**Given request:** Rescale the rows below, from the line holding "Objective — for the spire" through the end of the rows, inclusive, and give only those lines again with their requests included. Multiply every point coordinate by 2 and round to whole numbers, with halves rounding up.

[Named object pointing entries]
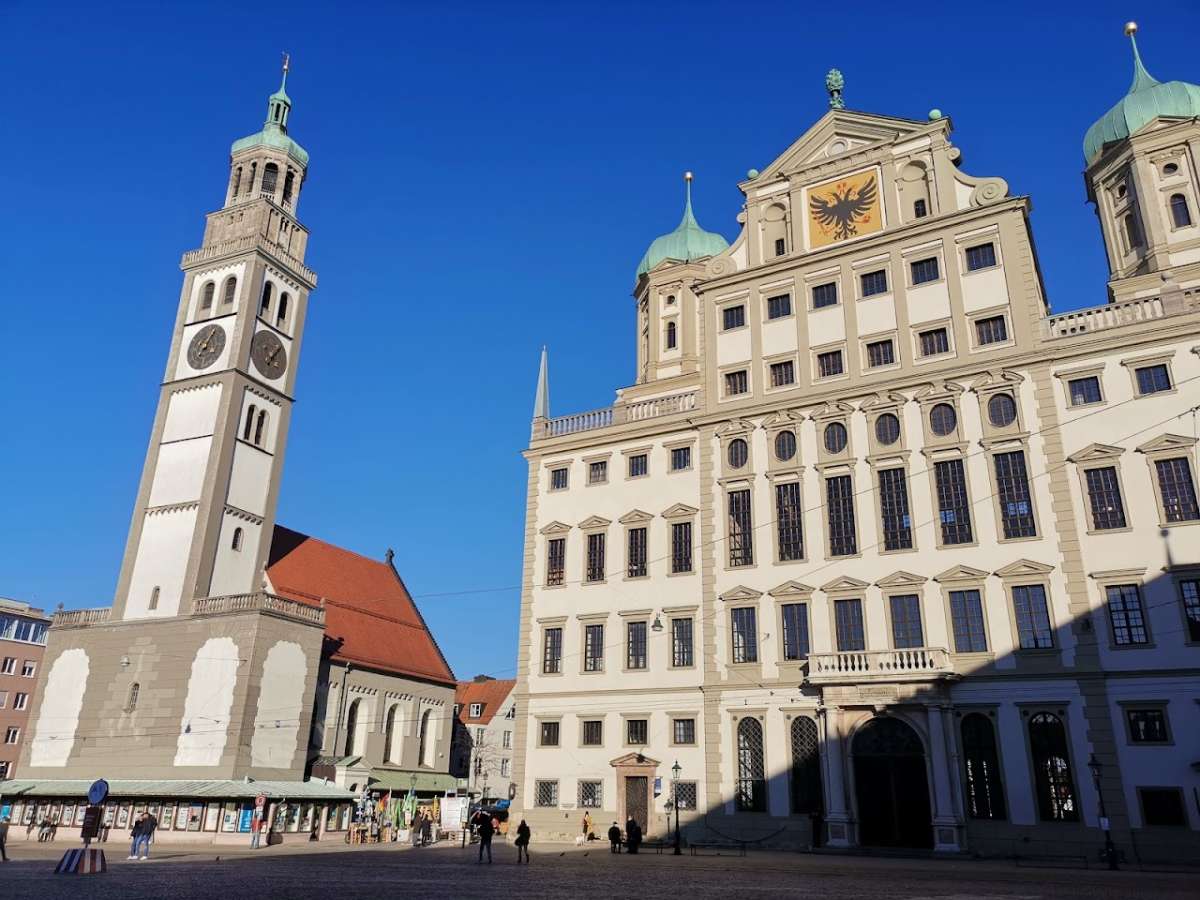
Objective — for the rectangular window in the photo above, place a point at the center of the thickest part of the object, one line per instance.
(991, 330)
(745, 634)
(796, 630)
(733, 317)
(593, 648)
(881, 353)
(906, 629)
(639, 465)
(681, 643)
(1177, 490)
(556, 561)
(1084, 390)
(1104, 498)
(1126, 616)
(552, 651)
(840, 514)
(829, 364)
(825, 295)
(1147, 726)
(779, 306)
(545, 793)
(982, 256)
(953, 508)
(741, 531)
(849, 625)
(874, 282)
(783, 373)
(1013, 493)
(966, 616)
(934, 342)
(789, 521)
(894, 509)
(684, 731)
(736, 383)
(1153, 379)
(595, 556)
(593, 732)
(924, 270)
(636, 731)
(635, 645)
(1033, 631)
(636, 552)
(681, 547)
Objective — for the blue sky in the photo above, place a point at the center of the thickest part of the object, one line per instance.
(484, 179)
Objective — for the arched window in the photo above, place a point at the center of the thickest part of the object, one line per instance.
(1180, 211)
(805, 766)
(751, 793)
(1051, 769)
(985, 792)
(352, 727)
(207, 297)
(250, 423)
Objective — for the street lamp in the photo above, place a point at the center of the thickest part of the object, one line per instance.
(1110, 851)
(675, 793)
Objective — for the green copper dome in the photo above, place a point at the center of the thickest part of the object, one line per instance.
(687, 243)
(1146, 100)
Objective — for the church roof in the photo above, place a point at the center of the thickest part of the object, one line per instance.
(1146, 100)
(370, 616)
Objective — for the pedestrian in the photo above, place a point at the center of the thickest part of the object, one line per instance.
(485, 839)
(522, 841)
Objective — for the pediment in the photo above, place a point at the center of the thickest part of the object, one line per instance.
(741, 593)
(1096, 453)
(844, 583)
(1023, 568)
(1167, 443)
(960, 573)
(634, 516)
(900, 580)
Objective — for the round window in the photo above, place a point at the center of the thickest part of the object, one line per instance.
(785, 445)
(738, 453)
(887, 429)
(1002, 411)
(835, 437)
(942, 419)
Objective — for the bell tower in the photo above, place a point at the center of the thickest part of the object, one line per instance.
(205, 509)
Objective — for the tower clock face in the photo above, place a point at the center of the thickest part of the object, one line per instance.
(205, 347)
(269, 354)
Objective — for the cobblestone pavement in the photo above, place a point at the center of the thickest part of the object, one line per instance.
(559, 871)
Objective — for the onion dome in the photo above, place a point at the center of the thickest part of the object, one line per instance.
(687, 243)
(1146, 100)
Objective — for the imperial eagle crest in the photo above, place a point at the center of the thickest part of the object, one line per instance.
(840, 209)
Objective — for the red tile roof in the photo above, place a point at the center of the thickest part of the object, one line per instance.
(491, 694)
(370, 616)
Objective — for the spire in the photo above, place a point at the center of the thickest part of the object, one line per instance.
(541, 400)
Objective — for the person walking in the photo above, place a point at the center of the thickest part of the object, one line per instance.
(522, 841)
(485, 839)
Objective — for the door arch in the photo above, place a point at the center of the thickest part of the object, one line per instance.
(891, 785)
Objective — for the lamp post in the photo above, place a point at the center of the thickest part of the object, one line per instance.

**Result:**
Objective — for the spire in the photo above, place a point at the center of the thickest part of the object, one line per instance.
(1082, 800)
Objective — for the person walking in the photo above, place a point at the center of the thickest part of the object, one line per instance.
(1044, 1682)
(970, 1678)
Objective — for the door arch in the photo above, place a point at the center of the thickest part of the object, one line per instance.
(1782, 1570)
Objective — for the lamp post in the photo above, place a point at the center of the thickest part of the object, one line per instance.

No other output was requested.